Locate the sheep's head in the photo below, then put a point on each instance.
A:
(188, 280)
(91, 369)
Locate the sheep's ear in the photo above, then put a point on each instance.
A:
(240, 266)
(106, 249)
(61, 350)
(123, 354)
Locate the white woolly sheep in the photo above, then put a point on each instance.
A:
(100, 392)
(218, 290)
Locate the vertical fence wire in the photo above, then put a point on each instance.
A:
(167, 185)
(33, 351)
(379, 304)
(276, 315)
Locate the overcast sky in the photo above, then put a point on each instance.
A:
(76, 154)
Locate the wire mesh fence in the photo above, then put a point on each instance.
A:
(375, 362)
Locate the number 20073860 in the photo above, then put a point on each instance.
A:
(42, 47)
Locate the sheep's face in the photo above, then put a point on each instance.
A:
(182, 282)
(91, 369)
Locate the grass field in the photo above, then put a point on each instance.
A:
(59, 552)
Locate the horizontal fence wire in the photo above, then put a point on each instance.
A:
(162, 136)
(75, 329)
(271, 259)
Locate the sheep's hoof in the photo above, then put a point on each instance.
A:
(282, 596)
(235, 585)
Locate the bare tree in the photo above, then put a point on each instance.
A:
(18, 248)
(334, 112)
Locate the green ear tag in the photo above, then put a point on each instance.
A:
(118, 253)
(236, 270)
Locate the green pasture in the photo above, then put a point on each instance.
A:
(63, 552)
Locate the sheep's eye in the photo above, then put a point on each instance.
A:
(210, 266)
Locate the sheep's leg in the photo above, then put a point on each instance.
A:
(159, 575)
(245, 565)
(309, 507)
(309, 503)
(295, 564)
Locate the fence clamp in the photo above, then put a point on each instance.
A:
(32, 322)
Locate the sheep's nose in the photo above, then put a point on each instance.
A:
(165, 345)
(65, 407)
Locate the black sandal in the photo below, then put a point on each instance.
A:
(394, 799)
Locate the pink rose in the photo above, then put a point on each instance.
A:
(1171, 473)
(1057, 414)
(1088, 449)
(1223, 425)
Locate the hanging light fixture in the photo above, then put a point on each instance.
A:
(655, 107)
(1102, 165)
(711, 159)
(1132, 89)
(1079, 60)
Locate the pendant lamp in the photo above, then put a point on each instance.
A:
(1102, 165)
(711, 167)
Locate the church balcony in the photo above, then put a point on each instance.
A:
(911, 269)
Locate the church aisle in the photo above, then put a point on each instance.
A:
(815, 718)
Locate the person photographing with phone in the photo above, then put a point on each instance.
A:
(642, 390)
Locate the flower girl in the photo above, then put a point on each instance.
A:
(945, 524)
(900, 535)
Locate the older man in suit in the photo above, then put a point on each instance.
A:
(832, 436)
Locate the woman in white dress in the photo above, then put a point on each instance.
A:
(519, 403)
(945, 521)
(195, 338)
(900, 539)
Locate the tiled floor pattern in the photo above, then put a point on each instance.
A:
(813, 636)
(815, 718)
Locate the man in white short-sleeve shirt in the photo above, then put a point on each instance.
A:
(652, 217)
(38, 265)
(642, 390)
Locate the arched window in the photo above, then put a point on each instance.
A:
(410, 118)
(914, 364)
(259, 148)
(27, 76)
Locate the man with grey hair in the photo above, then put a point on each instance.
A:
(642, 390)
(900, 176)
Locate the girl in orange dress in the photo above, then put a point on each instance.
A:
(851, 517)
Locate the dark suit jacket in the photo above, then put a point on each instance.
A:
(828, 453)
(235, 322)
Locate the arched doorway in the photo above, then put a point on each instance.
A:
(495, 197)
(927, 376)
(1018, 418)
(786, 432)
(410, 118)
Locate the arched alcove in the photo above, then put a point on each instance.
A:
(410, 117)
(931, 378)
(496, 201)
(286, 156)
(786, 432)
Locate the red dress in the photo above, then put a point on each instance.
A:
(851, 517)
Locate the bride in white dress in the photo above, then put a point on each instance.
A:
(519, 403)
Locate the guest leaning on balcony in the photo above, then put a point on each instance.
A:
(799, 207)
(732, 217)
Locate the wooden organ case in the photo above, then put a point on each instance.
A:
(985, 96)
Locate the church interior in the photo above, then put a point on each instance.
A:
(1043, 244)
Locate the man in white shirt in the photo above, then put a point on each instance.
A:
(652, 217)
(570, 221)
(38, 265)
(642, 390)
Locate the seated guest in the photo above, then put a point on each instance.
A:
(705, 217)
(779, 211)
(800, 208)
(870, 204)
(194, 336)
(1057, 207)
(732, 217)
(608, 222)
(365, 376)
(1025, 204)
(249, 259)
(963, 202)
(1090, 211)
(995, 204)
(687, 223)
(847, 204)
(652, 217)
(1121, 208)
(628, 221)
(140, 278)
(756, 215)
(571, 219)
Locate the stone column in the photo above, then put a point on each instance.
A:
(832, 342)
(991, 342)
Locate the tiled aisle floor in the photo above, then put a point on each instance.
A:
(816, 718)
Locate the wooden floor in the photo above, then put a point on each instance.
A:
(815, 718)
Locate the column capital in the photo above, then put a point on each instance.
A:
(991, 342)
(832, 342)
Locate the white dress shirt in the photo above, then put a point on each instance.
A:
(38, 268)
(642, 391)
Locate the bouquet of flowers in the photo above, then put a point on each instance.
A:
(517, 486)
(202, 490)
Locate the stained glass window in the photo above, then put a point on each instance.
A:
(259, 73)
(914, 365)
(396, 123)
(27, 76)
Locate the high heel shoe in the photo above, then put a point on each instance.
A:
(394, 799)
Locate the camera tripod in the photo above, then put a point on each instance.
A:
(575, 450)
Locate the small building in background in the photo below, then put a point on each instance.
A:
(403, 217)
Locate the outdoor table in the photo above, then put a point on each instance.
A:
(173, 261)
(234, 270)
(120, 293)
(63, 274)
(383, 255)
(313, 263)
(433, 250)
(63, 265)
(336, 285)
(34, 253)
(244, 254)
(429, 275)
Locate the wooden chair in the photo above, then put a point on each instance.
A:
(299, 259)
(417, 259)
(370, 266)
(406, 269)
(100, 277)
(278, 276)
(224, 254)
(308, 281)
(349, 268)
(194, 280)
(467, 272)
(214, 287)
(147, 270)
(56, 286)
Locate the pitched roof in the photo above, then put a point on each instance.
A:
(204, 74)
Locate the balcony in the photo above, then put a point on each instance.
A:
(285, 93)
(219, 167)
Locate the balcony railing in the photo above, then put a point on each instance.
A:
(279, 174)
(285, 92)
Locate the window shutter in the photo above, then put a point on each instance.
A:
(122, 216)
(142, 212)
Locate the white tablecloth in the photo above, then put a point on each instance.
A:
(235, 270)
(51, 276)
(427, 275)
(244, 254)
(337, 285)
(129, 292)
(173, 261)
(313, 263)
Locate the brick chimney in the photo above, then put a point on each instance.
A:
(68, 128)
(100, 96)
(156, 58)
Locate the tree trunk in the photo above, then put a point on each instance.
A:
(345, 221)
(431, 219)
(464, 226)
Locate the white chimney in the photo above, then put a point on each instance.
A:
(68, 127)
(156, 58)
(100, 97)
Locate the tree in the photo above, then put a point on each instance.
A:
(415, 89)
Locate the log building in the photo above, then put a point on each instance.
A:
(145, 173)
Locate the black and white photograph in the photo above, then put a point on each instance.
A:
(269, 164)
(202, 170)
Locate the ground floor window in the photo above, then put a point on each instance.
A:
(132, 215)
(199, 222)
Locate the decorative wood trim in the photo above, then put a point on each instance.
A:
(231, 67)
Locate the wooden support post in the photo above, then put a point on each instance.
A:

────────────────────

> WORK INSTRUCTION: Set the entries down again precisely as they were given.

> WRITTEN ANSWER:
Locate the sheep's head in the photo below, then put a point on each instance.
A:
(188, 280)
(91, 369)
Locate the sheep's ear in the photo above, then put a point on each instance.
A:
(240, 266)
(106, 249)
(61, 350)
(123, 354)
Locate the white woolly sheep in the photo above, then put a point on each instance.
A:
(100, 392)
(218, 290)
Locate the vertical fence wire in the photo above, then put a point on each instance.
A:
(167, 185)
(33, 351)
(379, 304)
(276, 315)
Locate the overcast sky in the photo above, then put a point on each instance.
A:
(76, 154)
Locate the wire mesh fence in the photo above, then put a point on each instance.
A:
(375, 362)
Locate the number 20073860 in the photo above, then put a point on each instance.
A:
(42, 47)
Locate the sheep's face in the photo above, then put a point on each instance.
A:
(182, 282)
(91, 369)
Locate the grass field in the photo above, then put a point on each instance.
A:
(59, 552)
Locate the horizontal fence wire in the photo above, then put a point on each instance.
A:
(162, 136)
(75, 329)
(271, 259)
Locate the sheep's hoof in the photo above, then put a point on each instance.
A:
(282, 596)
(235, 585)
Locate the bare tree in the photo above, then put a point on each instance.
A:
(18, 248)
(334, 112)
Locate the green ear tag in the photo above, then put a point on each instance.
A:
(118, 253)
(236, 270)
Locate the green pasture in the photo above, then put a point on each instance.
A:
(63, 552)
Locate the sheep's eye in the photo above, then put a point on each instance.
A:
(210, 266)
Locate the sheep's leg in the photo above, then put a point on each instance.
A:
(159, 575)
(245, 565)
(309, 507)
(309, 503)
(295, 564)
Locate the fence clamp in the photo above, then put a point on each instance.
A:
(32, 322)
Locate the sheep's nose in the photo above, then put a point on each instance.
A:
(165, 345)
(65, 407)
Locate the black sandal in the photo below, then put a point on each instance.
A:
(394, 799)
Locate the pink rose in the photo above, then put a point on each instance.
A:
(1171, 473)
(1057, 414)
(1088, 449)
(1223, 425)
Locate the hanging light fixture in the photo above, then put a point on each instance.
A:
(655, 107)
(1102, 165)
(711, 159)
(1132, 89)
(1079, 60)
Locate the pendant lamp in the photo above, then put a point on each instance.
A:
(1102, 165)
(711, 167)
Locate the church balcony in the photo above, then put a point on each instance.
A:
(911, 269)
Locate the church aisle in the photo above, then put a point on each instance.
A:
(815, 718)
Locate the person photographing with phone in the photo above, then put a point on each instance.
A:
(642, 390)
Locate the flower girl in the photo above, then put a point on each instance.
A:
(945, 524)
(900, 535)
Locate the older man in suit in the photo above, then put a point on each instance.
A:
(832, 436)
Locate the woman in white dress in the photo above, then put a point on each instance.
A:
(519, 403)
(945, 521)
(195, 338)
(900, 539)
Locate the tiled floor pattern in the photo above, then put a point on each instance.
A:
(813, 636)
(815, 718)
Locate the man in white short-sleeve shirt in the photo above, then put a point on each instance.
A:
(652, 217)
(38, 265)
(642, 390)
Locate the arched window in the photo above, then put a point on each instance.
A:
(410, 118)
(914, 364)
(259, 148)
(27, 76)
Locate the man with grey hair in the photo above, then put a point on each instance.
A:
(642, 390)
(900, 176)
Locate the girl in orange dress in the photo above, then put a point on each instance.
A:
(851, 517)
Locate the dark suit jacket in the photo above, then put a point on each instance.
A:
(828, 453)
(235, 322)
Locate the arched doorway in the photo above, then put a point on each instance.
A:
(495, 197)
(927, 376)
(1018, 418)
(786, 432)
(410, 118)
Locate the arched alcove in the photo above, then put a point on each instance.
A:
(410, 117)
(931, 378)
(496, 201)
(286, 156)
(786, 432)
Locate the red dress in the photo above, then put a point on each instance.
A:
(851, 517)
Locate the bride in white dress in the photo above, then put a point on each instance.
A:
(519, 403)
Locate the guest leaning on balcony in the photo above, then put a point on each instance.
A:
(799, 207)
(732, 217)
Locate the wooden organ case in the photo above, then put a point on each instance.
A:
(985, 96)
Locate the church interior in the photo above, then put a point on each instance.
A:
(1043, 244)
Locate the man in white shirt in the photo above, then put a point on each instance.
A:
(652, 217)
(570, 221)
(38, 265)
(642, 390)
Locate the seated guest in the photo above, then put a point on each instance.
A:
(705, 217)
(779, 211)
(800, 208)
(870, 204)
(194, 336)
(1057, 207)
(732, 217)
(608, 222)
(365, 376)
(1025, 204)
(249, 259)
(963, 202)
(1090, 211)
(995, 204)
(687, 223)
(847, 204)
(652, 217)
(1121, 208)
(628, 221)
(140, 278)
(756, 215)
(571, 219)
Locate the stone column in the photo above, then put a point on each instance.
A:
(832, 342)
(991, 342)
Locate the tiled aisle floor in the photo above, then put a point on each instance.
A:
(816, 718)
Locate the wooden floor in the photo above, then put a point on each instance.
A:
(815, 718)
Locate the column capital in the photo above, then put a point on each instance.
A:
(991, 342)
(832, 342)
Locate the white dress shirt in the photo above, then put a point on each instance.
A:
(38, 268)
(642, 391)
Locate the bouquet of flowers in the photo above, then put a point on each instance.
A:
(517, 486)
(202, 490)
Locate the stained glass window in the photo above, then put a point on each instance.
A:
(259, 73)
(914, 365)
(396, 123)
(27, 76)
Locate the high heel shoe in the photo above, then put a point on each instance.
A:
(394, 799)
Locate the camera tripod in the photo above, then put a point on each instance.
A:
(575, 450)
Locate the small building in background in the photo below, then put a point on each instance.
A:
(403, 217)
Locate the outdoor table in the photo above, then put a point on each instance.
A:
(173, 261)
(234, 270)
(120, 293)
(63, 274)
(383, 255)
(313, 263)
(433, 250)
(63, 265)
(336, 285)
(34, 253)
(244, 254)
(429, 275)
Locate the wooden chair in the photo above, then put a point on each instance.
A:
(299, 259)
(417, 259)
(370, 266)
(406, 269)
(100, 277)
(278, 276)
(224, 254)
(308, 281)
(349, 268)
(194, 280)
(467, 272)
(214, 287)
(147, 270)
(56, 286)
Locate the pitched roof in the photo above, then put a point on each instance.
A:
(204, 74)
Locate the balcony in the photo above, then put a point on each instance.
A:
(285, 93)
(219, 167)
Locate the balcony railing in the photo above, then put a point on each instance.
A:
(279, 174)
(285, 92)
Locate the window shutter in the photo above, then put a point on each instance.
A:
(122, 216)
(142, 212)
Locate the white tablecloth in the photo above, then put a point on each instance.
A:
(235, 270)
(51, 276)
(427, 275)
(244, 254)
(337, 285)
(129, 292)
(173, 261)
(313, 263)
Locate the brick chimney in the photo above, then put a point on each instance.
A:
(68, 128)
(100, 96)
(156, 58)
Locate the tree trunk in the photo above, then put a point on each instance.
A:
(345, 221)
(431, 219)
(464, 226)
Locate the white chimney in the photo above, then put a point on each instance.
A:
(68, 127)
(156, 58)
(100, 97)
Locate the tree in the photo above, then put a point on each instance.
A:
(415, 89)
Locate the log building in the photo above, then put a point on each instance.
A:
(145, 173)
Locate the black and white photograph in the photo above, then put a point on each instance.
A:
(269, 164)
(202, 170)
Locate the ground floor window in the photo above, then put a point on each instance.
A:
(132, 215)
(199, 222)
Locate the decorative wood trim in the photo above, then put a point on each instance.
A:
(231, 67)
Locate the wooden support post in the photo above, then put a point on each instance.
A:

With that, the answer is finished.